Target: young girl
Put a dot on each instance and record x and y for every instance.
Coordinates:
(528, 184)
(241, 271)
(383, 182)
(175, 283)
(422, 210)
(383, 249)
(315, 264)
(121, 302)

##############################

### AIM
Output the data above exactly, please, line for line.

### PROBLEM SOLUTION
Target: young girl
Put a dot on each instance and record x and y for every instance.
Coordinates:
(528, 184)
(241, 271)
(383, 182)
(175, 283)
(422, 210)
(383, 249)
(315, 264)
(121, 302)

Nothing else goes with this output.